WRITTEN REQUEST: Reproduce without any change the lines in the records below, starting at the line containing "Provide an outline for every instance of the dress" and ending at the line containing "POLYGON ((202 55, 203", with both of those lines included.

────────────────────────────────────────

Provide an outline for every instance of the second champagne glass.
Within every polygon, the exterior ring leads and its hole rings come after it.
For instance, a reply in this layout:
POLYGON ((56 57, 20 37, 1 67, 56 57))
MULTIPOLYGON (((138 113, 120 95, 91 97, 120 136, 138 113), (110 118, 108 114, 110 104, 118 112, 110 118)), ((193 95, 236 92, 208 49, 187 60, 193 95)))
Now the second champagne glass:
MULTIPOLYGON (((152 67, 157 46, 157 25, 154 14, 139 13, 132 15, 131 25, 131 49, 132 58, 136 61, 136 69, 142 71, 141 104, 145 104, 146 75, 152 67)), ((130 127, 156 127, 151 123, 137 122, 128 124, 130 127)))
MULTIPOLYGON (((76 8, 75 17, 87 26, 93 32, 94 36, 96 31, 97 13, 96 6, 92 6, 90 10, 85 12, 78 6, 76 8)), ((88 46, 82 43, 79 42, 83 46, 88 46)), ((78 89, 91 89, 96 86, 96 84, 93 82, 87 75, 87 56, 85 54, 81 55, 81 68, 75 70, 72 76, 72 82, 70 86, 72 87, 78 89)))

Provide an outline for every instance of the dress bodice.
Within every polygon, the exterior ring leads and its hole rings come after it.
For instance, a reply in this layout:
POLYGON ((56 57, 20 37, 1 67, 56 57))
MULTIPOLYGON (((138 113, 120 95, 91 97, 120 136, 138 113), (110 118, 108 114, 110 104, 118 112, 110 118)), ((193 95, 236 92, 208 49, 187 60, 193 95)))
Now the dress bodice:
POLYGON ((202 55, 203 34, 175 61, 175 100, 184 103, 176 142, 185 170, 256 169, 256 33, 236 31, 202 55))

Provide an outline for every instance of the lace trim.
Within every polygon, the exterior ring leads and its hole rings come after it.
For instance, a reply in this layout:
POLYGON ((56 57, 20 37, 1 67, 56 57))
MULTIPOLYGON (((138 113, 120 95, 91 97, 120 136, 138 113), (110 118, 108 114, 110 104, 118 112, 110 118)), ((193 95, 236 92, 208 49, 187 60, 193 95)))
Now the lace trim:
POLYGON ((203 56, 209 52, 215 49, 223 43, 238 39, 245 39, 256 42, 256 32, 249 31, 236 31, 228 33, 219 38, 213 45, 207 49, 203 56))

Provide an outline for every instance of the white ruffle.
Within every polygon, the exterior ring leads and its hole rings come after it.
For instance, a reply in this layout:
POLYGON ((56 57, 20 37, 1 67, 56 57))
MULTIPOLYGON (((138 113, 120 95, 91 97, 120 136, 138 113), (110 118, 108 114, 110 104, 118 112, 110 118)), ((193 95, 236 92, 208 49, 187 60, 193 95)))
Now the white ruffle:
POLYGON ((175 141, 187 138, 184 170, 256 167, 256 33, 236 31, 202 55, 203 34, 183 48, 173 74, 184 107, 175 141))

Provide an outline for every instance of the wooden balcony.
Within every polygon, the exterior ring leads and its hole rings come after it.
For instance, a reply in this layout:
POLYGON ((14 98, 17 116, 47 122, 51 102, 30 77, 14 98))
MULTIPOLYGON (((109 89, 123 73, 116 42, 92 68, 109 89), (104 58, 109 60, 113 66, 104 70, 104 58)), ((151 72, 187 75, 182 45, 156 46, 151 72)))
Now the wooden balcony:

────────────────────────────────────────

RESULT OF THE TASK:
Provide an outline for every instance of the dress bodice.
Within every polygon, the exterior ring leads and its hole rings come after it.
For instance, a reply in this layout:
POLYGON ((56 57, 20 37, 1 67, 56 57))
MULTIPOLYGON (((138 113, 120 95, 91 97, 120 136, 138 113), (110 118, 108 114, 110 104, 118 112, 110 118)), ((193 95, 236 92, 208 49, 187 60, 193 95)))
Now the dress bodice:
POLYGON ((202 55, 203 34, 175 61, 175 100, 184 103, 176 142, 185 170, 256 169, 256 33, 236 31, 202 55))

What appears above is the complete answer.